── Supplied data ──
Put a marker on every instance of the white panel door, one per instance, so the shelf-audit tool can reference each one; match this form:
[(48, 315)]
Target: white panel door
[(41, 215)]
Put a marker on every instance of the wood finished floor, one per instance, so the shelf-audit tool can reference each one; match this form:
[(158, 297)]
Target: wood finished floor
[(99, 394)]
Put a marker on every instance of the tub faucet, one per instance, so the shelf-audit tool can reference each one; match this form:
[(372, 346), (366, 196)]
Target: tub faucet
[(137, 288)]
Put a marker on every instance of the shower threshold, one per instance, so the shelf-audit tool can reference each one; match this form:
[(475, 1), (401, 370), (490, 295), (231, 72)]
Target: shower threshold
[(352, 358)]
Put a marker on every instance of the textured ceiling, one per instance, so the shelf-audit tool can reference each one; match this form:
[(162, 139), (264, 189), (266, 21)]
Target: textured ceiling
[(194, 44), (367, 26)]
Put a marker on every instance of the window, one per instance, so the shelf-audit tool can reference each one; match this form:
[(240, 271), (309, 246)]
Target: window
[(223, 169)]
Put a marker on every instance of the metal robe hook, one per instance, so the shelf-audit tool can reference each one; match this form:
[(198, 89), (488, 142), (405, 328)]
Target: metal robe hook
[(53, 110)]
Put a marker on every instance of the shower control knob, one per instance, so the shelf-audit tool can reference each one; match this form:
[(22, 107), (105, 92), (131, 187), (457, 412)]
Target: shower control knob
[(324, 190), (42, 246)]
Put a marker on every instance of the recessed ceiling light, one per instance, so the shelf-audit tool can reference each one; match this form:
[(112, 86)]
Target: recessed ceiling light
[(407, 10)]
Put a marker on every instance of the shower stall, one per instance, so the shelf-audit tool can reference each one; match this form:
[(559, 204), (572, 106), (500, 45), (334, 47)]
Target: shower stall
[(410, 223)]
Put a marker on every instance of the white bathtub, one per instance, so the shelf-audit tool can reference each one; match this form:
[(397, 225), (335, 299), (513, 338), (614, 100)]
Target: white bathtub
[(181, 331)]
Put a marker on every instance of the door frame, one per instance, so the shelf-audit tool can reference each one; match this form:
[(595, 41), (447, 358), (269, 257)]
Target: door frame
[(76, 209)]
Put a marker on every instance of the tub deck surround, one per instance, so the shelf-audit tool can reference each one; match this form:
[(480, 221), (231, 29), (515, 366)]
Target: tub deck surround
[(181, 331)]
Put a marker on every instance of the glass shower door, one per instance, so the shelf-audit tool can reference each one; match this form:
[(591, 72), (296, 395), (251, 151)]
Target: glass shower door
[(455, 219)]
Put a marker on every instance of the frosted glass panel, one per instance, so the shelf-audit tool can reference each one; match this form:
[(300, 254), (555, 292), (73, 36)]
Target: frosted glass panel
───
◆ Brief ◆
Copy out the records above with "shelf-audit tool" swapped for "inventory tracker" everywhere it occurs, leaving everything else unchanged.

◆ Written response ◆
Put a marker on every instance of the white panel door, one per instance, so the inventory tracker can reference each one; match this form:
[(48, 315)]
Target: white panel door
[(41, 215)]
Put a marker on every instance of the wood finished floor, one per instance, so the inventory tracker can reference each one; match this form:
[(158, 297)]
Target: wood finished floor
[(99, 394)]
Put a marker on every instance of the tub faucet, one per instance, so the inventory tracker can reference each one; match this form:
[(372, 346), (366, 196)]
Target: tub faucet
[(137, 288)]
Put a marker on every instance of the shower threshold, one per instance, so the inventory tracker can reference each one; match this form:
[(475, 1), (401, 370), (490, 295), (231, 72)]
Target: shower threshold
[(352, 358)]
Put a marker on every instance of the textured ceiling, one per instance, so the inventory tracker can reference each one; match this form:
[(162, 139), (264, 189), (266, 21)]
Target: textured ceiling
[(194, 44), (367, 26)]
Put a marker on every instance of the window, one per instance, so the inventory tracker can reference each one; match this form:
[(240, 271), (309, 246)]
Target: window
[(223, 169)]
Put a marker on every instance of the metal robe hook, one per instance, so the inventory tracker can reference each one; match this form:
[(198, 89), (488, 142), (405, 328)]
Target: metal robe hook
[(53, 110)]
Put a marker on every instance of the shower control knob, one per instance, so the inventory tracker can reference each one; match this form:
[(22, 107), (105, 92), (131, 187), (457, 412)]
Target: shower control knob
[(324, 190), (42, 246)]
Put a marker on every instance of the recessed ceiling light, one per instance, so the inventory tracker can reference each one; match this form:
[(112, 86)]
Target: recessed ceiling light
[(407, 10)]
Put a marker on every instance of the shower stall, one per instance, so the inventory tracker can reference each one; match this form:
[(559, 204), (572, 106), (500, 45), (334, 47)]
Target: shower stall
[(410, 223)]
Put a marker on every instance of the white bathtub, one per instance, so the inventory tracker can reference each one; match this form:
[(397, 225), (335, 299), (513, 338), (614, 100)]
Target: white bathtub
[(181, 331)]
Put a marker on every instance of the door frame, one per instance, so the inventory tracker can reference each one; match this form:
[(595, 41), (447, 358), (269, 257)]
Target: door frame
[(76, 209)]
Put a marker on every instance of the tub deck surround, one per instance, so the inventory tracker can reference each one; match this form:
[(480, 221), (231, 29), (515, 366)]
Target: tub deck surround
[(181, 331)]
Put a marker on every instance of the glass shower door, one per instance, so the inventory tracker can reference each one; match this form:
[(591, 72), (296, 395), (251, 151)]
Target: glass shower door
[(455, 219)]
Put a marker on every instance of the frosted glass panel, one per instance, so the inventory tracker can reference each one; match this form:
[(300, 254), (555, 292), (73, 36)]
Target: frosted glass panel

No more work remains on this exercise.